- Texto de referencia -
* * * *

Columna publicada el sábado 15 de junio de 2024 por El Mercurio.

Durante las últimas semanas se ha instalado en el centro del debate público la pregunta por la terapia afirmativa para niños y adolescentes identificados como trans, y las disputas han girado principalmente en torno a la precariedad de su respaldo científico. Aunque dudas sobre ese respaldo han estado presentes por largo tiempo, ha sido la reciente publicación del Informe Cass en el Reino Unido lo que ha permitido traer esa discusión al centro de la agenda pública.

* * * *

- Listado de registros -
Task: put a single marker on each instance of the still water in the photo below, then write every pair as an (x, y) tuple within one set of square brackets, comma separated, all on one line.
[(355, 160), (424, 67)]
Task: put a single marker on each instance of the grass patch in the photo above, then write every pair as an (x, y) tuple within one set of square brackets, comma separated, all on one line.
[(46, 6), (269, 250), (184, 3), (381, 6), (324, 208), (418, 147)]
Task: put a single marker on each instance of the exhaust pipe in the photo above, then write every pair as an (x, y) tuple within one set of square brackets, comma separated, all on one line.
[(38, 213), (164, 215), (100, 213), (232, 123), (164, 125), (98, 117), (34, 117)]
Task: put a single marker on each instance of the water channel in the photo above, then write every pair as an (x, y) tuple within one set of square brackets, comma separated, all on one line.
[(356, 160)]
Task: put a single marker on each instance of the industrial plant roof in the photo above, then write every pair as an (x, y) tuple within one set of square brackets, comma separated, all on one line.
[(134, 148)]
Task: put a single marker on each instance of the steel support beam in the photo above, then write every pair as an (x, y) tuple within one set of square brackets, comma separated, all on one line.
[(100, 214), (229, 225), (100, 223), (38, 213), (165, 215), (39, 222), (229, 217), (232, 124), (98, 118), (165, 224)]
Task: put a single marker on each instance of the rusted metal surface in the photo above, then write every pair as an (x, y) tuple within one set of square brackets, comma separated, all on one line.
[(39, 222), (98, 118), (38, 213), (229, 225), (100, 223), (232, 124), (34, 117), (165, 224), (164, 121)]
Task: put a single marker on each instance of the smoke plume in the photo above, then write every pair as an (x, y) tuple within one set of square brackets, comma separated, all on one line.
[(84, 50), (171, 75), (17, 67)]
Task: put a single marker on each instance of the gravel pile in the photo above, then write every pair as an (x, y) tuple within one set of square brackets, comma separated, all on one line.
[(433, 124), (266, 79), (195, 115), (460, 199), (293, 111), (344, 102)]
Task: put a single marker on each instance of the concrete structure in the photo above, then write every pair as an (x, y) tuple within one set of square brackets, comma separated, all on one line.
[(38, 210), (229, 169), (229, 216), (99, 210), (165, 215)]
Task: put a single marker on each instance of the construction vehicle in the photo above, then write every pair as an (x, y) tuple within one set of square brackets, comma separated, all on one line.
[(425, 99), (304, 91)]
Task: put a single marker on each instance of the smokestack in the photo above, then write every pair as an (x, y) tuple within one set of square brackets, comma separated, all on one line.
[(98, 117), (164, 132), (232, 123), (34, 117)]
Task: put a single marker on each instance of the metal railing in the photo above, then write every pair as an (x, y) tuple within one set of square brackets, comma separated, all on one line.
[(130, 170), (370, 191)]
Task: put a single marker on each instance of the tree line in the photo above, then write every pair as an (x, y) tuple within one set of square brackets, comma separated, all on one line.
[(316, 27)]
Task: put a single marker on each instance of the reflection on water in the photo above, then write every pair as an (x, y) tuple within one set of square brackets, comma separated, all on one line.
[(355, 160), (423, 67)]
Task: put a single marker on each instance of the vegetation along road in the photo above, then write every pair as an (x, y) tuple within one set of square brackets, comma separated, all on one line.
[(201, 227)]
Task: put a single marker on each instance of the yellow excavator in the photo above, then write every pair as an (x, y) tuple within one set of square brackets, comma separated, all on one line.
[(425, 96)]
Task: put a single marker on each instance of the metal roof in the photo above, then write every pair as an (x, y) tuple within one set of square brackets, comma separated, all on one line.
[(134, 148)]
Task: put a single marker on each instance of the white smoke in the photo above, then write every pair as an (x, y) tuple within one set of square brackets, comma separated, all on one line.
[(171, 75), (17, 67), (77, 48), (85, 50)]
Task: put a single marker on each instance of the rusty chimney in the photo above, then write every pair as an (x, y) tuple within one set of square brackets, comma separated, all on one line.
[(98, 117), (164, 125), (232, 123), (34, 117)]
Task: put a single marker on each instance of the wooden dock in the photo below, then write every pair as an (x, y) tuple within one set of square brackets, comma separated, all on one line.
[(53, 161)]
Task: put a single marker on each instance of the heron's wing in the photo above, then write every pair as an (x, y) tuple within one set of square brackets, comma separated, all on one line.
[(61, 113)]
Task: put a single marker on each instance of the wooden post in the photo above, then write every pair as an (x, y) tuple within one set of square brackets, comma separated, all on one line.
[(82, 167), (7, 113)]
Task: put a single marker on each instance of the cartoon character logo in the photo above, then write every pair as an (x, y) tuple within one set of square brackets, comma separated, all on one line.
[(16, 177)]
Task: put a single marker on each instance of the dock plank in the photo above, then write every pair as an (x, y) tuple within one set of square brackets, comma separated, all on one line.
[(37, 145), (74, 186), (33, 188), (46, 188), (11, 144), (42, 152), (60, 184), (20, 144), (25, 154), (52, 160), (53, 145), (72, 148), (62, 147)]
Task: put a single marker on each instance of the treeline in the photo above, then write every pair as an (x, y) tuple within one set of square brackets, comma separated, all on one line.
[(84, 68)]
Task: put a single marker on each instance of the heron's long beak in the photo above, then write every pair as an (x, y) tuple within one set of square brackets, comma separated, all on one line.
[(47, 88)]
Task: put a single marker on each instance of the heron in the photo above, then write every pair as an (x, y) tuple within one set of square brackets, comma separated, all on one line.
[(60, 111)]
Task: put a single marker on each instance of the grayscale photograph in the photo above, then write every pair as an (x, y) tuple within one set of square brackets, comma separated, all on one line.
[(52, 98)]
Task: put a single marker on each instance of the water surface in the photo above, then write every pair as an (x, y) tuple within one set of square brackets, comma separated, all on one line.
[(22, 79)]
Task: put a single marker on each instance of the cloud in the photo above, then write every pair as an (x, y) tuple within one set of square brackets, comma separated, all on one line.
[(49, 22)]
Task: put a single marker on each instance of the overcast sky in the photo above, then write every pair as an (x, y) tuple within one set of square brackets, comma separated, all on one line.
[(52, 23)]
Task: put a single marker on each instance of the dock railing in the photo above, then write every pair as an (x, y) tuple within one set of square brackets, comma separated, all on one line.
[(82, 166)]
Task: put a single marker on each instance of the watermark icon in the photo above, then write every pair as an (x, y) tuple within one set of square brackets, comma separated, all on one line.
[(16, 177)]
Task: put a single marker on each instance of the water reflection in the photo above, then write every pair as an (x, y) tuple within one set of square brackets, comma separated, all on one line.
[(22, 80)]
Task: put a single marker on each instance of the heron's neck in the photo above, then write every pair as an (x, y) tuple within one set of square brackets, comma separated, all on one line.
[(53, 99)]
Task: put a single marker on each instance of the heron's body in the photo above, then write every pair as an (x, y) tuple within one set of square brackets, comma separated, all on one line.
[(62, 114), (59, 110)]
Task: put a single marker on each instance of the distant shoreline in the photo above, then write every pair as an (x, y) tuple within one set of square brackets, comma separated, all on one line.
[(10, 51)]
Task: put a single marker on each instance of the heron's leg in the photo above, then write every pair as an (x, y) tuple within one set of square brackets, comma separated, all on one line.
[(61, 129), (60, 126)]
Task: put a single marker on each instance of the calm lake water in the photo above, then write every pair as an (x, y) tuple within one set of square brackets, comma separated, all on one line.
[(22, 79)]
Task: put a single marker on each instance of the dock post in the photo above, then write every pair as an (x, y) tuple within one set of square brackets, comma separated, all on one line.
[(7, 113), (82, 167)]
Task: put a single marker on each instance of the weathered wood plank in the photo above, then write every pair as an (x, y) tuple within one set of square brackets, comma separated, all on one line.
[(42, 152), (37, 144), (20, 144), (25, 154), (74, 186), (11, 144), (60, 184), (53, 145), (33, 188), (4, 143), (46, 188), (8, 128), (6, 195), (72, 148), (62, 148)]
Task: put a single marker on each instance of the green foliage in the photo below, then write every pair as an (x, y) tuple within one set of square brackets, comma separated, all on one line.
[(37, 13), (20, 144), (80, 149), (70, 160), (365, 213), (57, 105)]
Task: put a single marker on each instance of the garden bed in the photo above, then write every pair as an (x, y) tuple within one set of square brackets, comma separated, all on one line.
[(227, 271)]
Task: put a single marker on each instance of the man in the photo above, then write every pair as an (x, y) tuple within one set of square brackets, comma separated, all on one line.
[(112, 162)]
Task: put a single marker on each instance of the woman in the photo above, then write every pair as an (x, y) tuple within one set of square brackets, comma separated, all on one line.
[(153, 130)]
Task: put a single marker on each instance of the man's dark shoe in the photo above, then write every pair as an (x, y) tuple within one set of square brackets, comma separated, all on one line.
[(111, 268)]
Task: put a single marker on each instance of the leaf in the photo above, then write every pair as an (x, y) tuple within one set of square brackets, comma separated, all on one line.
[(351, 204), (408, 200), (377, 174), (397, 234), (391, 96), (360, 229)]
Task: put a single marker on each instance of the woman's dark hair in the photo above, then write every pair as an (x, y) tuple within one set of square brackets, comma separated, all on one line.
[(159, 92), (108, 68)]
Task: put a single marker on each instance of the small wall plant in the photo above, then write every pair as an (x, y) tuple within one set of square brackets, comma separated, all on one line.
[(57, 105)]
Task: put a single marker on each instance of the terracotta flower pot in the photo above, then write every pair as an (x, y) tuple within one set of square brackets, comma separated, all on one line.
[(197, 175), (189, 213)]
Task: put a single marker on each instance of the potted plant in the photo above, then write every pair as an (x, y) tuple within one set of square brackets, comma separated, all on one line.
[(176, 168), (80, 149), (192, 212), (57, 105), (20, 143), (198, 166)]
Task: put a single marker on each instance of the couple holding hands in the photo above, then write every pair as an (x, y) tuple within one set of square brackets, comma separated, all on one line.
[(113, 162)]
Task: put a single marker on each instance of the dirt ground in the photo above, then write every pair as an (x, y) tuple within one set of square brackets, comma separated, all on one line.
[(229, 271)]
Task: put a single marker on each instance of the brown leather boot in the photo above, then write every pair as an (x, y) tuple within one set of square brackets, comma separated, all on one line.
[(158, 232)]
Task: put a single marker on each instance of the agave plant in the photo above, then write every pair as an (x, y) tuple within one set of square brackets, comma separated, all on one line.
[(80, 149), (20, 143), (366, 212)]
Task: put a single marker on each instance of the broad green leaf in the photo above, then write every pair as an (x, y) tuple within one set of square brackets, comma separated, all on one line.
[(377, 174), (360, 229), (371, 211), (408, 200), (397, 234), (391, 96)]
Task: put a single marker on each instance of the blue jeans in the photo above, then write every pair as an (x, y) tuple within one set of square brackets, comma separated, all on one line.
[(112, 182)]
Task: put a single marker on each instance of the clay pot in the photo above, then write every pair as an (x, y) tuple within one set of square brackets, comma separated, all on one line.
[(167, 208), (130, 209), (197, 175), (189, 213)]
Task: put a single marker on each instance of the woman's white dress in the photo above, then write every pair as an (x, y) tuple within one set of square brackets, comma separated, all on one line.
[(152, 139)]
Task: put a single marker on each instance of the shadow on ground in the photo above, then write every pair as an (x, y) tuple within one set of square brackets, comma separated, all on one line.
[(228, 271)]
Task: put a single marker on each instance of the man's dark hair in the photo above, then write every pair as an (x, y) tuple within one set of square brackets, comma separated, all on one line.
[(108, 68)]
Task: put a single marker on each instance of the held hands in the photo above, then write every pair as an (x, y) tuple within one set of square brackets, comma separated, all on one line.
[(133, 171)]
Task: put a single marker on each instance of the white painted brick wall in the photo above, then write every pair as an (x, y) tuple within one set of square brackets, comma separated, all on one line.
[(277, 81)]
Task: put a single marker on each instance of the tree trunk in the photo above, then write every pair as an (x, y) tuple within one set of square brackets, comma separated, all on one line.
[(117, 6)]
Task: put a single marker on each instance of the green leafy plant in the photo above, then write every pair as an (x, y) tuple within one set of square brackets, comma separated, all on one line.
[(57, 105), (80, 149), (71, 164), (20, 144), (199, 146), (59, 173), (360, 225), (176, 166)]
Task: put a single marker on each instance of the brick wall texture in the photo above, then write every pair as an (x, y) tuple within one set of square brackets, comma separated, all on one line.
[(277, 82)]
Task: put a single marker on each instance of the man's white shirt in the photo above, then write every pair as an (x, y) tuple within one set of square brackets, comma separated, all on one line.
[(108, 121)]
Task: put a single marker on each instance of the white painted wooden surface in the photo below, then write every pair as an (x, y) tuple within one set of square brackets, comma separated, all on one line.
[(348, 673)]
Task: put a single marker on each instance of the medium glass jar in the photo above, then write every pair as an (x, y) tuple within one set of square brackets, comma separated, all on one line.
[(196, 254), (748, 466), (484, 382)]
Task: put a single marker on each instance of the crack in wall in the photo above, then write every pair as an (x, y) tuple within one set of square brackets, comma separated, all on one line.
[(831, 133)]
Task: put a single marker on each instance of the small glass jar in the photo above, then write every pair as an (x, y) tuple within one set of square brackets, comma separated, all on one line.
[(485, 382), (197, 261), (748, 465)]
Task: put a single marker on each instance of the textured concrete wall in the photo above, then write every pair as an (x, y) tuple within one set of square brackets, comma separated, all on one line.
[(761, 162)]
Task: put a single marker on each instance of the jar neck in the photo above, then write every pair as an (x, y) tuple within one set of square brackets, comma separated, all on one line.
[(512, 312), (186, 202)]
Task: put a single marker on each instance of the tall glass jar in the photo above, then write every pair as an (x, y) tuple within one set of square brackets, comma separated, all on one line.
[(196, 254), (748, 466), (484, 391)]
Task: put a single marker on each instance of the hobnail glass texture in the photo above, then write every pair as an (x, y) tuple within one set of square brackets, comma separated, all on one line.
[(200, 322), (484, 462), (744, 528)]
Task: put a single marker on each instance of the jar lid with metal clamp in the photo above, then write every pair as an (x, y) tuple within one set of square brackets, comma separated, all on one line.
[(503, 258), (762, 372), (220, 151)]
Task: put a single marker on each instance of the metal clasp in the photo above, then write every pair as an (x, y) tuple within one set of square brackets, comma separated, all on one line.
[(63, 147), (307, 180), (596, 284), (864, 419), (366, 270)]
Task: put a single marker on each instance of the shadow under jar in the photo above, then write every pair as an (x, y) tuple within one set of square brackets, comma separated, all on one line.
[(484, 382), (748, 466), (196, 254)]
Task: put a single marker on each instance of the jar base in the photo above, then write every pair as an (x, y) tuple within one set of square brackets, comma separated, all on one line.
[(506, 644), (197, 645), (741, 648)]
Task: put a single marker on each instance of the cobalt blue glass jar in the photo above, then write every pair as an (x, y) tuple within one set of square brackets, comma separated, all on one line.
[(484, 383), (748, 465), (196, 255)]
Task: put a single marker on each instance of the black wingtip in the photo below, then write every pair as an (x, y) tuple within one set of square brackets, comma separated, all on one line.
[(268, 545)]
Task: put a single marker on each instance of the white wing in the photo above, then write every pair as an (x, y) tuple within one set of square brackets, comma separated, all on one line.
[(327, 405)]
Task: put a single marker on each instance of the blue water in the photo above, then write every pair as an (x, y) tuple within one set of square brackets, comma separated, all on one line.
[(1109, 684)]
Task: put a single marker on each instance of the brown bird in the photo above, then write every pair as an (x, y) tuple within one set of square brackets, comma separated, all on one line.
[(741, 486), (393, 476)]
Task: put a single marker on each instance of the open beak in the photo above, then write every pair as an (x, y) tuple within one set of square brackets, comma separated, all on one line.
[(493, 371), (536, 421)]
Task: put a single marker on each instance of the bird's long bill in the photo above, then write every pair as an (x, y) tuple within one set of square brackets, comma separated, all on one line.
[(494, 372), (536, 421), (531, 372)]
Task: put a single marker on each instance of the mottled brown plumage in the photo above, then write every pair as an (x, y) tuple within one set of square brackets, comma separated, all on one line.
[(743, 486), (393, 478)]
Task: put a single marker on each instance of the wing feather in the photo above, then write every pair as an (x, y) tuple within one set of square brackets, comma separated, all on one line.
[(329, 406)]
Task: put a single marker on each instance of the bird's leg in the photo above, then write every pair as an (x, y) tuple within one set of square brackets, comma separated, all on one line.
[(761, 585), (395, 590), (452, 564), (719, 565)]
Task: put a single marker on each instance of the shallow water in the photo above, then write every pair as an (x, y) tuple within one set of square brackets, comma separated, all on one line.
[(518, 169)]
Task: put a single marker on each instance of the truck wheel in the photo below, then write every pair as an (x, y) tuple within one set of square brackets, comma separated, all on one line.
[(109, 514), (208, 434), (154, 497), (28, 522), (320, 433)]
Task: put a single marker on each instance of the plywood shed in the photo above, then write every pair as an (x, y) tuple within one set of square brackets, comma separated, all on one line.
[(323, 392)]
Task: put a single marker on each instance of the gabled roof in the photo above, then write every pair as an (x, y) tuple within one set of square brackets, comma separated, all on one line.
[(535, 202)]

* * * *

- Ejercicios propuestos -
1. Reproduce literalmente el fragmento de la columna sobre la terapia afirmativa que empieza con "Columna publicada el" y continúa hasta "la agenda pública.".
2. Por favor, escribe la continuación de la columna sobre la terapia afirmativa a partir del punto en que termina.

- Respuestas por ejercicio -
1.
Columna publicada el sábado 15 de junio de 2024 por El Mercurio.

Durante las últimas semanas se ha instalado en el centro del debate público la pregunta por la terapia afirmativa para niños y adolescentes identificados como trans, y las disputas han girado principalmente en torno a la precariedad de su respaldo científico. Aunque dudas sobre ese respaldo han estado presentes por largo tiempo, ha sido la reciente publicación del Informe Cass en el Reino Unido lo que ha permitido traer esa discusión al centro de la agenda pública.

2.
Pero por relevante que sea la controversia sobre la validación científica, no podemos engañarnos con la idea de que la cuestión se agota en ese plano. Si la terapia afirmativa ha gozado de amplia y espontánea aceptación, es porque durante las últimas décadas una mirada afirmativa se ha imaginado como la respuesta adecuada en cada una de las discusiones relevantes sobre la diferencia. En la literatura sobre el pluralismo, por ejemplo, se imaginó por largo tiempo que la tolerancia podía ser dejada atrás en nombre de disposiciones afirmativas. No solo tenemos terapia afirmativa, sino una sociedad afirmativa. En esa dirección apuntaba ya Goethe, con su célebre idea de que la tolerancia es una actitud pasajera que debe quedar atrás y dar paso al reconocimiento.

Las múltiples ramificaciones de esa mirada pueden ilustrarse por la experiencia aún cercana de nuestro primer proceso constituyente y su aproximación a los pueblos indígenas. Ahí se pretendió que el reconocimiento se extendiera no solo a la cultura, sino también a las visiones de mundo (arts. 11 y 34). El problema de esa mirada salta a la vista. Las culturas pueden merecer reconocimiento, pero las visiones de mundo —nuestras filosofías, visiones políticas, orientaciones vitales— merecen respuestas muy distintas: merecen examen, cuestionamiento, disputa, y tolerancia en medio de esas prácticas.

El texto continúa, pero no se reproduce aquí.